**WHAT IS ASKED:** Copy every line of the records below word for word, leaving out the pictures.

**DATA EXTRACT:**
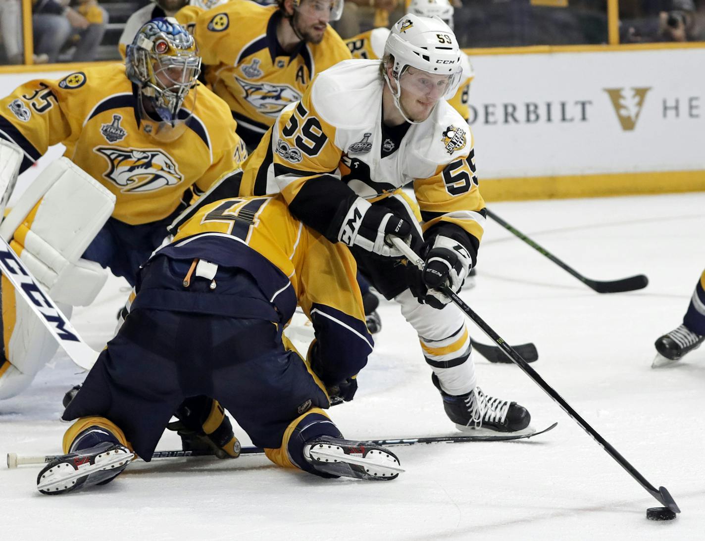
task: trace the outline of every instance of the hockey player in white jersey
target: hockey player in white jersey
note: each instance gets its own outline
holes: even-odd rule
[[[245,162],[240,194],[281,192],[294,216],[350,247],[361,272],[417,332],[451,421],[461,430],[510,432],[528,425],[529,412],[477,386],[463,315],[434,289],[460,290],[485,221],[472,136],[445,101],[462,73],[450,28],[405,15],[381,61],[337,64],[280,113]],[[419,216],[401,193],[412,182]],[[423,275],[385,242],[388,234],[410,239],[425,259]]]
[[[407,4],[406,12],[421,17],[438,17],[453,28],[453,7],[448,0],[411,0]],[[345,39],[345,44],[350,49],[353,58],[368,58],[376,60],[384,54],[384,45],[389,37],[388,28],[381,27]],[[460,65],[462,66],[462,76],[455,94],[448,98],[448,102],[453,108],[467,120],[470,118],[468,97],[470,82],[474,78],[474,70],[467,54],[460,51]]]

**REPLY:**
task: trace the outline of every instance of the hockey player in white jersey
target: hockey player in white jersey
note: each instance gets its own outline
holes: even-odd rule
[[[245,162],[240,194],[281,192],[294,216],[350,247],[361,272],[417,332],[451,421],[461,430],[510,432],[528,425],[529,412],[477,386],[463,315],[434,289],[460,290],[485,221],[472,136],[445,101],[462,73],[450,28],[405,15],[381,61],[337,64],[280,113]],[[419,216],[401,193],[412,182]],[[423,275],[385,242],[388,234],[410,239],[425,259]]]
[[[407,4],[406,12],[421,17],[438,17],[453,28],[453,7],[448,0],[411,0]],[[345,39],[345,44],[350,49],[353,58],[368,58],[376,60],[384,54],[384,45],[389,37],[388,28],[381,27]],[[460,65],[462,66],[462,76],[455,94],[448,98],[448,102],[453,108],[467,120],[470,118],[468,97],[470,82],[474,78],[474,70],[467,54],[460,51]]]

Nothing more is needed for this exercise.